• [STATED PROBLEM] From the article about the Paloma Faith song below, extract the passage from "Music video" to "with Ed Harcourt." word for word.

***** QUOTED PASSAGE *****

Single by Paloma Faith

from the album Do You Want the Truth or Something Beautiful?
- B-side: "Sexy Chick" (Live From BBC 1's Radio Live Lounge)
- Released: 21 December 2009
- Length: 4:35 (album version) 3:42 (radio edit)
- Label: Epic
- Songwriter(s): Paloma Faith; Ed Harcourt;
- Producer(s): Ed Harcourt

Paloma Faith singles chronology
| "New York" (2009) | "Do You Want the Truth or Something Beautiful?" (2009) | "Upside Down" (2010) |

Music video
- "Do You Want the Truth or Something Beautiful?" on YouTube

= Do You Want the Truth or Something Beautiful? (song) =

"Do You Want the Truth or Something Beautiful?" (sometimes stylized as "Do You Want the Truth or Something Else") is a song by English recording artist Paloma Faith from her 2009 debut studio album of the same name. It was released on 21 December 2009, and peaked at number 64 on the UK Singles Chart. It was co-written with Ed Harcourt.

==Critical reception==
Digital Spy gave the song 4/5, saying; 'Better yet, the song itself sustains the weight of her lyrical pretensions. A sumptuous, string-swathed ballad whose charms unfurl after three or four plays - all sung in Faith's customary dramatic way of course - it's elegant, filled with intrigue and as aromatic as a boudoir whose tart keeps forgetting to snuff out the candles'.

***** SUPPLIED DATA *****

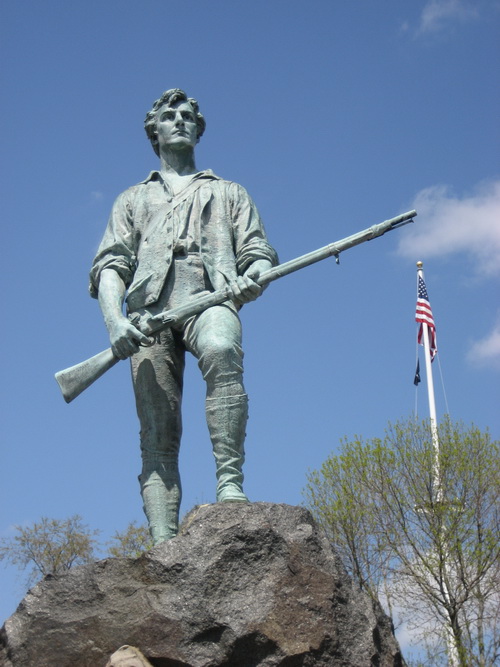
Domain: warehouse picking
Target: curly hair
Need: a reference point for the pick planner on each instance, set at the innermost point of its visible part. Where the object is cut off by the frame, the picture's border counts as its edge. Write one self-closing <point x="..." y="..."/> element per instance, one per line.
<point x="170" y="97"/>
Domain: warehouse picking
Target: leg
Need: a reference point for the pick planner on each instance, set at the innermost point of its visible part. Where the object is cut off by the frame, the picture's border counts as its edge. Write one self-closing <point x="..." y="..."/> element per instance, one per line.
<point x="157" y="374"/>
<point x="214" y="337"/>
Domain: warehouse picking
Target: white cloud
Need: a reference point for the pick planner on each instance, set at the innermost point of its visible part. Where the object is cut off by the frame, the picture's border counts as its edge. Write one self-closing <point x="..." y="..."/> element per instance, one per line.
<point x="486" y="352"/>
<point x="437" y="15"/>
<point x="447" y="224"/>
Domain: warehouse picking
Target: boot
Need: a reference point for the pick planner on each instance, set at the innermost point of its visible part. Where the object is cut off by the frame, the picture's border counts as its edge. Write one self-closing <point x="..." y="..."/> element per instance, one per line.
<point x="161" y="495"/>
<point x="226" y="419"/>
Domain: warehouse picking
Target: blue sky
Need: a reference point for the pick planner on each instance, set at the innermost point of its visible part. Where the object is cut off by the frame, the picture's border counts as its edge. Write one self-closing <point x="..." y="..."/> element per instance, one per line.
<point x="334" y="116"/>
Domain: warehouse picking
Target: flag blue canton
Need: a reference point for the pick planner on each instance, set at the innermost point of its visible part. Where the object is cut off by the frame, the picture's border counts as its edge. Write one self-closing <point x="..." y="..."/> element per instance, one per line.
<point x="424" y="316"/>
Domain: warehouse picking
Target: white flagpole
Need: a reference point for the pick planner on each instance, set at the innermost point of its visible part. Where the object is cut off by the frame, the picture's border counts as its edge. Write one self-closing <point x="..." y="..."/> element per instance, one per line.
<point x="430" y="393"/>
<point x="436" y="482"/>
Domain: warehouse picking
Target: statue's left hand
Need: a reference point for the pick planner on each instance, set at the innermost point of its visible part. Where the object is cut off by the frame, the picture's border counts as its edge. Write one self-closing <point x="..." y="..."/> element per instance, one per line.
<point x="245" y="288"/>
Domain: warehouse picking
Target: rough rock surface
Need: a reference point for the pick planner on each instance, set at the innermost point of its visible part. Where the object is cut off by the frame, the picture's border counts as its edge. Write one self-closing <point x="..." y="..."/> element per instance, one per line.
<point x="243" y="585"/>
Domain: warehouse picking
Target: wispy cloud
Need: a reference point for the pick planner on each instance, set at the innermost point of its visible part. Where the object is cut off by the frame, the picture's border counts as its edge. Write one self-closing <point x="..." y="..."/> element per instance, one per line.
<point x="439" y="15"/>
<point x="486" y="352"/>
<point x="448" y="224"/>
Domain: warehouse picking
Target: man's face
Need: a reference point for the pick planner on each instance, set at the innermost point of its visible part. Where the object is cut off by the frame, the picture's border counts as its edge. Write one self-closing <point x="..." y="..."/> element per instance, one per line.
<point x="176" y="126"/>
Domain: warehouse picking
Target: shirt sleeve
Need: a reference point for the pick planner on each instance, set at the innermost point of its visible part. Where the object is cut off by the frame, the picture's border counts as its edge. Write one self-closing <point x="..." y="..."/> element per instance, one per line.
<point x="250" y="239"/>
<point x="117" y="249"/>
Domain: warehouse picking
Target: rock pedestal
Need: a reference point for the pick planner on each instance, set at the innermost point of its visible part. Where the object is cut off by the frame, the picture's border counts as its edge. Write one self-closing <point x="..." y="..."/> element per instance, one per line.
<point x="243" y="585"/>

*****

• [CORRECT RESPONSE]
Music video
- "Do You Want the Truth or Something Beautiful?" on YouTube

= Do You Want the Truth or Something Beautiful? (song) =

"Do You Want the Truth or Something Beautiful?" (sometimes stylized as "Do You Want the Truth or Something Else") is a song by English recording artist Paloma Faith from her 2009 debut studio album of the same name. It was released on 21 December 2009, and peaked at number 64 on the UK Singles Chart. It was co-written with Ed Harcourt.